[[ Reading text open ]]

It hurts to be tied up and left alone.
Today, in a Michigan school and in schools across America, children are being placed in physical restraints and inhumane seclusion.
These so called “treatment options” are degrading, barbaric, inappropriate, unnecessary, counter-therapeutic, harmful, and in the extreme, result in serious injury and even death. They should stop.
What makes this insidious behavior difficult to detect is that it is often out of sight of public view and, perversely, often sanctioned by parents, guardians, and credentialed professionals as a proper therapeutic technique meant to control or modify behavior. It is nearly always abusive, traumatic, and unnecessary.
While some school districts do not use it at all, it is abused in others, and there is no central state reporting mechanism to know for sure.
In Michigan, in the second decade of the 21st century, there are no policies or laws to stop it.
There is a need to make the general public and policymakers aware that these practices are still being carried out in far too many neighborhood public schools. But more important than simple awareness is the need to demonstrate it does not need to take place. People working with persons who have intellectual and developmental disabilities need training in the proper techniques for preventing the issues from escalating to a perceived need for such interventions.

[[ Reading text closed ]]

Instructions for the task
Carry on the text about restraint and seclusion in schools, picking up after its final sentence. The lines that follow come from a separate source and are unrelated to the text on restraint and seclusion in schools.

[[ Stored data open ]]

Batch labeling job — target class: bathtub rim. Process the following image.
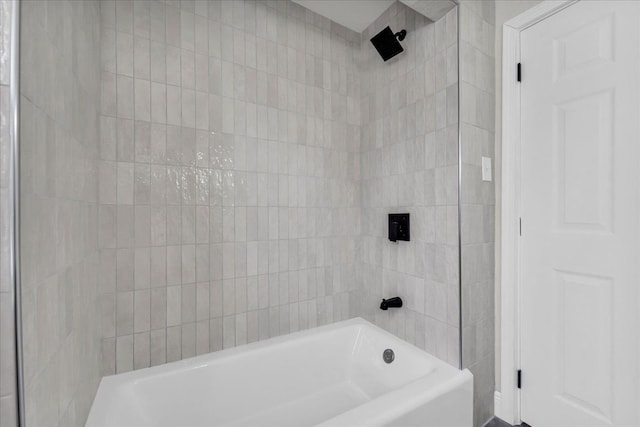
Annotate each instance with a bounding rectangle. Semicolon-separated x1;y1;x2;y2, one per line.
86;317;473;427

[[ Stored data closed ]]

Answer section
There are examples of students being secluded and restrained in schools staffed with highly degreed professionals, yet this type of “intervention” is deemed unnecessary in that same person’s group home which is staffed with trained, high school educated para-professionals.
The first step in problem-solving is problem identification, particularly in the case of seclusion and restraint. Before even identifying the problem, parents, policy and lawmakers need to be convinced that this is a problem!
These same sanctioned behaviors taking place in some schools today, when done by parents in their own homes, would also constitute abuse.